Given records START

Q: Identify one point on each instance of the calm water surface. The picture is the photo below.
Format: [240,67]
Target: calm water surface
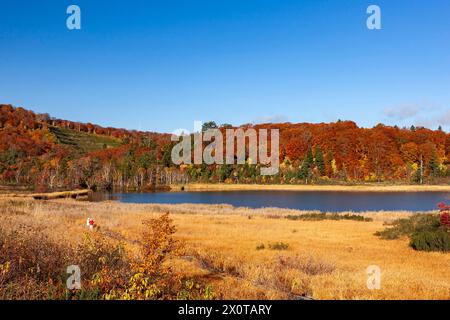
[310,200]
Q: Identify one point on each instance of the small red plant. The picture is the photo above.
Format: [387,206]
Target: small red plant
[445,214]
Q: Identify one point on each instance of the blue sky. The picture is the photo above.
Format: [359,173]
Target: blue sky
[160,65]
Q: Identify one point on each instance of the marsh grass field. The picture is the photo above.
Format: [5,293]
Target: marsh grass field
[241,253]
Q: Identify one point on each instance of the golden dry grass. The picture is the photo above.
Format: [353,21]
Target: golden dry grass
[324,260]
[290,187]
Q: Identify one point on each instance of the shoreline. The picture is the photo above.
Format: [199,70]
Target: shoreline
[205,187]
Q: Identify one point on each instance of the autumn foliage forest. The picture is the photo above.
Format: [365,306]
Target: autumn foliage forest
[44,153]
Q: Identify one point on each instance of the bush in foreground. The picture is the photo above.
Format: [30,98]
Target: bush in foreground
[424,230]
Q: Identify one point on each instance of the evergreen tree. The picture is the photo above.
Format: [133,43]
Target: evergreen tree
[433,166]
[306,165]
[319,161]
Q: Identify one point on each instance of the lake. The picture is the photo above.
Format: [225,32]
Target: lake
[309,200]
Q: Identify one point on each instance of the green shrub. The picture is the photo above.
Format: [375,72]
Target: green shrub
[431,240]
[408,227]
[278,246]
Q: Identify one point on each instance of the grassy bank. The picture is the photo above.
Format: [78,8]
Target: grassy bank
[344,188]
[255,253]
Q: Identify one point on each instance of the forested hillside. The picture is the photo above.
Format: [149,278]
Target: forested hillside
[46,153]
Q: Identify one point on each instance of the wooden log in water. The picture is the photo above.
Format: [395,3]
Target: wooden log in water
[62,194]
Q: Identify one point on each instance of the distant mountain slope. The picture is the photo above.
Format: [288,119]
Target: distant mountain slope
[38,150]
[83,142]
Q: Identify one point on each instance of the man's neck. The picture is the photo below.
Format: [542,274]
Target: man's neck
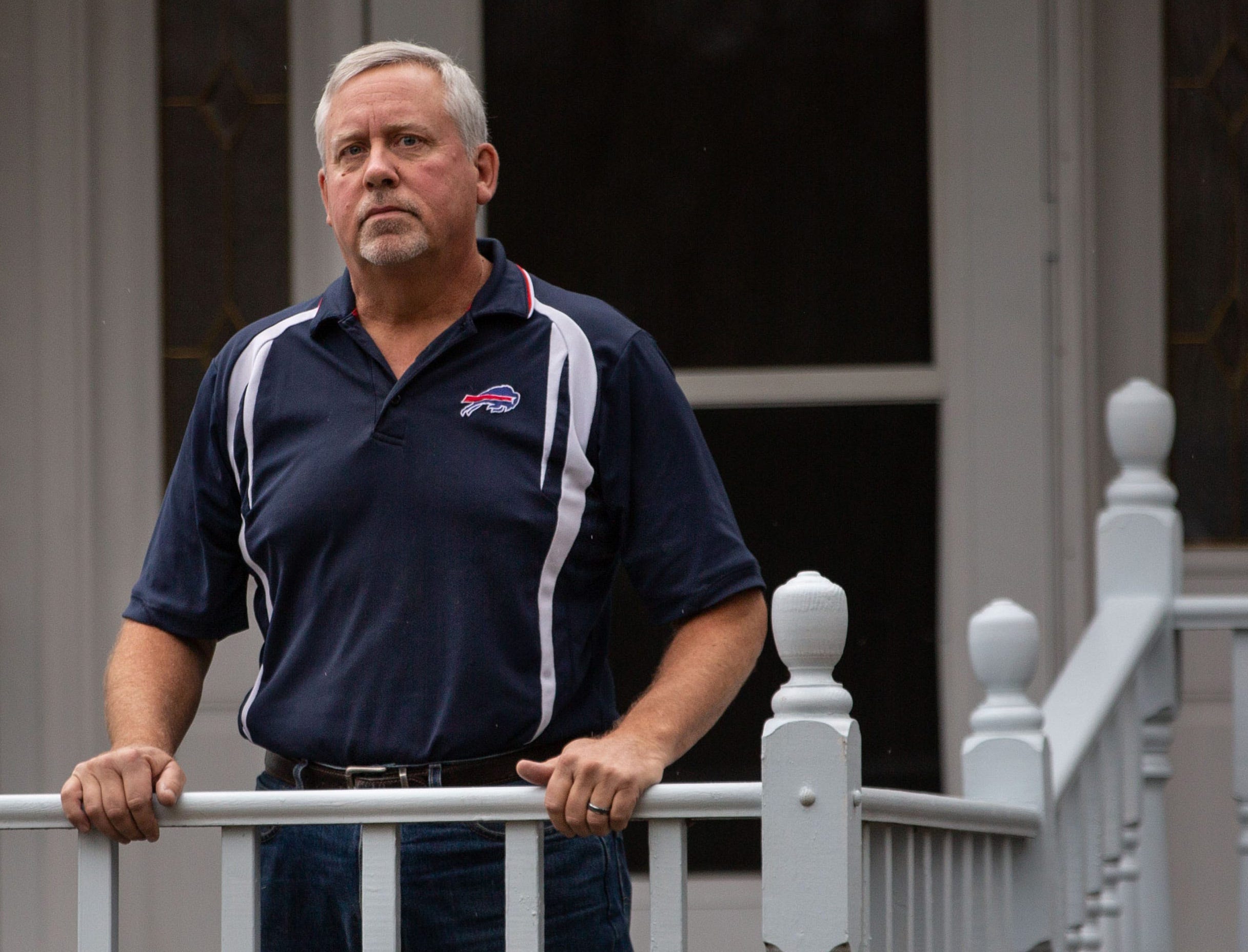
[428,291]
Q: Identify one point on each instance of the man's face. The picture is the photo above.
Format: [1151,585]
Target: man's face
[397,181]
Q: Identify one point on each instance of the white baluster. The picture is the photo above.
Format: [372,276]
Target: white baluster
[1128,864]
[1090,786]
[1240,704]
[811,772]
[380,887]
[1155,919]
[1070,824]
[240,890]
[97,894]
[1140,550]
[1111,832]
[669,905]
[525,884]
[1006,759]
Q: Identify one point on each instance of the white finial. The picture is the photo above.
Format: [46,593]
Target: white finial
[1141,423]
[1005,649]
[809,619]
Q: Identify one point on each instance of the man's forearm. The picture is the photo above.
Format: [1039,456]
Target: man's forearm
[703,669]
[153,687]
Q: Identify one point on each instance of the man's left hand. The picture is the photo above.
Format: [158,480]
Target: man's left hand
[610,771]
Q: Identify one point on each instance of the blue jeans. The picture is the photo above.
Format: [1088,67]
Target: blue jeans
[452,885]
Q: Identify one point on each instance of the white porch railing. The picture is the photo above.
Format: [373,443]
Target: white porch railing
[1060,841]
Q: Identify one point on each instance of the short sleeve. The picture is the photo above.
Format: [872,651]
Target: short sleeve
[681,543]
[194,582]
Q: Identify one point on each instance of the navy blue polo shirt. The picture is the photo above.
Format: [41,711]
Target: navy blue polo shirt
[434,556]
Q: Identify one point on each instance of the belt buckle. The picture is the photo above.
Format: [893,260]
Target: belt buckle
[353,774]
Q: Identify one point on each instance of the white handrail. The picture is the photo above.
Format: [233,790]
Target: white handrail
[1085,694]
[264,808]
[1211,612]
[946,812]
[666,801]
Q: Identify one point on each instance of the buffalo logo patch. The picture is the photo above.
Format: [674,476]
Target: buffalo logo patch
[502,399]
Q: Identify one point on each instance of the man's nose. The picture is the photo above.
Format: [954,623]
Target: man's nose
[381,171]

Given records END

When a line in the entries above contains "below", count it; please answer with the number only.

* [Written response] 2